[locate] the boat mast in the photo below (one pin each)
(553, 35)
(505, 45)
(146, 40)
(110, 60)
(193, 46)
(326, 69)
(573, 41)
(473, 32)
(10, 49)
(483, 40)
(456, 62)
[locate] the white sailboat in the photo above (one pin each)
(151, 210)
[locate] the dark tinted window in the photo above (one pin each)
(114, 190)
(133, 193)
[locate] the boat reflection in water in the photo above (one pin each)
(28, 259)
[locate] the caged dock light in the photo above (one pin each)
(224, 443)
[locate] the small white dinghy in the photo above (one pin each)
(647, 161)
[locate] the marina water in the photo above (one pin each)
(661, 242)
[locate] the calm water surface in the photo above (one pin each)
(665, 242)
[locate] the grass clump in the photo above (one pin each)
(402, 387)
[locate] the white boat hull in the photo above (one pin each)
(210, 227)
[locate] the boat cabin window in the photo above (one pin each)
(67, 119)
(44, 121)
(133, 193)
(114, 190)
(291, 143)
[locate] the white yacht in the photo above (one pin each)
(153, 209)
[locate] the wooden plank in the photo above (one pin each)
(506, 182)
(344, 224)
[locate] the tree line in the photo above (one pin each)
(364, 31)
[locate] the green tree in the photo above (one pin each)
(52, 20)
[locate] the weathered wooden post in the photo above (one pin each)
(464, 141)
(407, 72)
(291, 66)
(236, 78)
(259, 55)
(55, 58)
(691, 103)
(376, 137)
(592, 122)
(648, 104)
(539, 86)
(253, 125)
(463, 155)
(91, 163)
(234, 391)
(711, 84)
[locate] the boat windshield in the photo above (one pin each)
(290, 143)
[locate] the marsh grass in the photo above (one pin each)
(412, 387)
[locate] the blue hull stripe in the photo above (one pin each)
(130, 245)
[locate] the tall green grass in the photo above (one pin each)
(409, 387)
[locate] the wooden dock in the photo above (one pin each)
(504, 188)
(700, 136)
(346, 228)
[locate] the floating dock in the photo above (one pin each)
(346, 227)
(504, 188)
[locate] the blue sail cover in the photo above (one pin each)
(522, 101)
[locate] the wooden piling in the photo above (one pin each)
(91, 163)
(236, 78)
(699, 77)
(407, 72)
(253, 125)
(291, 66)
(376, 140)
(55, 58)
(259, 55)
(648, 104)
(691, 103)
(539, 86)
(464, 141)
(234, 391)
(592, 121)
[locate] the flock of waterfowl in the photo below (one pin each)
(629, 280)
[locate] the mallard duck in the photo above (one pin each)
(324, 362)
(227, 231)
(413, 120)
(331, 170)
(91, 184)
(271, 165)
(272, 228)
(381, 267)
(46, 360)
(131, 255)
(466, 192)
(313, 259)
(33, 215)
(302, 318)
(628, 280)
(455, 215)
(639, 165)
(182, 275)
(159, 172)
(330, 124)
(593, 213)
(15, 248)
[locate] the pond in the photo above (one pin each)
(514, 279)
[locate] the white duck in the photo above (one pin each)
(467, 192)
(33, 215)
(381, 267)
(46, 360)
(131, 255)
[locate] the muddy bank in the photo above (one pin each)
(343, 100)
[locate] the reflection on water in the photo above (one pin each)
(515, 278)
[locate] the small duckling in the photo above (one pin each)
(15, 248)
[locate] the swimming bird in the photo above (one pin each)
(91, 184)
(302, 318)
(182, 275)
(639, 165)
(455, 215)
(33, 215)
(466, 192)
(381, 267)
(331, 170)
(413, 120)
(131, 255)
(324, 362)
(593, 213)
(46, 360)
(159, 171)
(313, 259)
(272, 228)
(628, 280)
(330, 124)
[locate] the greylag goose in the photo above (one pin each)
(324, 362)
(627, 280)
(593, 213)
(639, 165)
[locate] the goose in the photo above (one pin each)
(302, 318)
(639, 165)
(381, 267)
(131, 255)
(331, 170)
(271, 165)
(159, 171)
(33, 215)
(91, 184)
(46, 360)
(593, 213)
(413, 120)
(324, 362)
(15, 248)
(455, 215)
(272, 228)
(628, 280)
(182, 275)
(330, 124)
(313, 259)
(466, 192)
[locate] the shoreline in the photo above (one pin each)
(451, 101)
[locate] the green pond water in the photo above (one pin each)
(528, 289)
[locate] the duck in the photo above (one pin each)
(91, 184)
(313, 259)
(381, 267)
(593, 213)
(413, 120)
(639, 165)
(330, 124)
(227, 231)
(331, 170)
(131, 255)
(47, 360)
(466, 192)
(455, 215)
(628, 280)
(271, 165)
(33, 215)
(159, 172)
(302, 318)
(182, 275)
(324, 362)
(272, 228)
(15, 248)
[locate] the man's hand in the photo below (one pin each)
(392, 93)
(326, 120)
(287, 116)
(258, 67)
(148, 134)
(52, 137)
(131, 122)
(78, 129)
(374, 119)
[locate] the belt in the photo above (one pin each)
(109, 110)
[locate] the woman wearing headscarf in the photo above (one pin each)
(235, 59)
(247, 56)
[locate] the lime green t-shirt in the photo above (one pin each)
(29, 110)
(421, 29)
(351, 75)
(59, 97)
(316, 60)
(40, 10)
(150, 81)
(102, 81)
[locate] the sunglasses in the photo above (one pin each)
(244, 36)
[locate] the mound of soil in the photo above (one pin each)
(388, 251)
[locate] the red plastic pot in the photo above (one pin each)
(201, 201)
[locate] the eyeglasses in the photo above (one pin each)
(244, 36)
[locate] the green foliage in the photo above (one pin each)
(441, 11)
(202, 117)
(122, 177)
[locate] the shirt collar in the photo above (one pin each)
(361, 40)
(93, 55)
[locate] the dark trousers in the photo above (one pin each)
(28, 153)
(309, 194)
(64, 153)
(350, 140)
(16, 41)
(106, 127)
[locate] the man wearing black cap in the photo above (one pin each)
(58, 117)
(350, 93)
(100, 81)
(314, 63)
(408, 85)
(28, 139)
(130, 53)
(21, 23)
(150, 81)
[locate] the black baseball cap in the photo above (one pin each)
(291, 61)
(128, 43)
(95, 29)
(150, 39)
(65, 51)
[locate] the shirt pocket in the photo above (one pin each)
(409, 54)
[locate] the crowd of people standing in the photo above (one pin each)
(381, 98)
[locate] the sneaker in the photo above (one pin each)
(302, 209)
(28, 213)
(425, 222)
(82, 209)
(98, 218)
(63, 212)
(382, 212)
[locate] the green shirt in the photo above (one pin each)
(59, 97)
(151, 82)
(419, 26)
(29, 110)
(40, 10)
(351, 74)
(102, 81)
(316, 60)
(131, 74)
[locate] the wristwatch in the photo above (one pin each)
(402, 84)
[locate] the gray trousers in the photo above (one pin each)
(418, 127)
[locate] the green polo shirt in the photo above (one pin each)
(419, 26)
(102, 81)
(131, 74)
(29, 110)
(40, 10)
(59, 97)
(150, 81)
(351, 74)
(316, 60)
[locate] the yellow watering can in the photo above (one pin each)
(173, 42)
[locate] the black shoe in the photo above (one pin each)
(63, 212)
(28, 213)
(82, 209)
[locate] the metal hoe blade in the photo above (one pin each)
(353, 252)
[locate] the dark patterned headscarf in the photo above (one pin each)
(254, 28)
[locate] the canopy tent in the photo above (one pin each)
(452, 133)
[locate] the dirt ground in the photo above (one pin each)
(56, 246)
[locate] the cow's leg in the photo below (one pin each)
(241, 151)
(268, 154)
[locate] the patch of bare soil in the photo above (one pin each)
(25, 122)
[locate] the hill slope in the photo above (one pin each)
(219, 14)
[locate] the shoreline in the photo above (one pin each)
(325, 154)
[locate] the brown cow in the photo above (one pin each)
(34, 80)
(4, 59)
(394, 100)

──────────────────────────────

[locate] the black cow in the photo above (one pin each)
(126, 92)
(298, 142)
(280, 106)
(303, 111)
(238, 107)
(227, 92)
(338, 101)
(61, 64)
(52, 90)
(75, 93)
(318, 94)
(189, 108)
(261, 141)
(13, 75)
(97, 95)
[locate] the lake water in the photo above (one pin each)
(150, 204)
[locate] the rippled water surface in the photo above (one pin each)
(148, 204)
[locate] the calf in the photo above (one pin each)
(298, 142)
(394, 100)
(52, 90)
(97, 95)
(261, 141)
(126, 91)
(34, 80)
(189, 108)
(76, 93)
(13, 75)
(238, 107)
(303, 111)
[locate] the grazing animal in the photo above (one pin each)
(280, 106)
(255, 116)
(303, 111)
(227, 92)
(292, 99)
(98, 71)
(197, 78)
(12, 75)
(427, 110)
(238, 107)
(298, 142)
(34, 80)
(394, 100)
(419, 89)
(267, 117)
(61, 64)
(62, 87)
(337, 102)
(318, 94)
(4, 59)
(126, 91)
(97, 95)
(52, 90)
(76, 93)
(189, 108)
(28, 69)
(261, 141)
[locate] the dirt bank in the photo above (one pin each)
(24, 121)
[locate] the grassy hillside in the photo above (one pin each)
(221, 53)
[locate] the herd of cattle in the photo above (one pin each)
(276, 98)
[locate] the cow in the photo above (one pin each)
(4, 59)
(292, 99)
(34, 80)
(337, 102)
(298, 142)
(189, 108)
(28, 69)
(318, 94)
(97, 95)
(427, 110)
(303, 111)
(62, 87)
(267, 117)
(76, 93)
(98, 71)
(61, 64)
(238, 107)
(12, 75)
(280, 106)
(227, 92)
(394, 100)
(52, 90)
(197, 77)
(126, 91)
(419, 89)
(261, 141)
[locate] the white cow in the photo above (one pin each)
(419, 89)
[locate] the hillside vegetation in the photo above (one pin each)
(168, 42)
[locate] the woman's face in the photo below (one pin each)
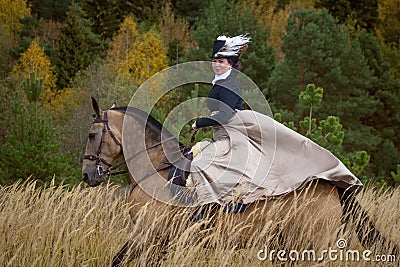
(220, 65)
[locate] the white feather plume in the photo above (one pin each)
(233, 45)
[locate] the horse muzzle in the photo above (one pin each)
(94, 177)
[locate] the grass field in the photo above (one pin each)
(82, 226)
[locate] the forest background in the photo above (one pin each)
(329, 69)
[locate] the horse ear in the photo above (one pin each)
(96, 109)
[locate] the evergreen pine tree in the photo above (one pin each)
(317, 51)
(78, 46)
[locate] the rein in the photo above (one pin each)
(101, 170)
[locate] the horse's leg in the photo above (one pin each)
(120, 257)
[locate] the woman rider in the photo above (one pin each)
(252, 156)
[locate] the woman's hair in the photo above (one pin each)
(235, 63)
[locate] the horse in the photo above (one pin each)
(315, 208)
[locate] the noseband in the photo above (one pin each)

──────────────────────────────

# Exercise objective:
Turn the items from the line containing "[locate] the hillside" through the line containing "[locate] the noseband" into a numbered list, with blank lines dropped and the pictures left out.

# Finished task:
1. [locate] the hillside vegetation in the photo above (one pin each)
2. (168, 42)
3. [locate] the woman's face in the photo below (one pin each)
4. (220, 65)
5. [locate] the white feather plume in the photo above (one pin each)
6. (233, 45)
7. [locate] the horse muzzle in the photo above (one pin each)
8. (94, 177)
9. [locate] the grass field in the photo above (one pin each)
10. (82, 226)
11. [locate] the forest background in the photo above (one pin each)
12. (329, 69)
13. [locate] the horse ear in the photo above (one pin each)
14. (96, 109)
15. [locate] the evergreen pine tree in the photo above (one pin each)
16. (317, 51)
17. (78, 46)
18. [locate] the rein in the photo above (one pin each)
19. (101, 170)
20. [locate] the horse's leg in the photo above (one pin each)
21. (120, 257)
22. [locate] the woman rider in the photo above (one pin each)
23. (252, 156)
24. [locate] the woman's hair in the photo above (one pin each)
25. (235, 63)
26. [locate] the horse in the photo above (one pin each)
27. (315, 208)
28. [locate] the noseband in the photo above (one pin each)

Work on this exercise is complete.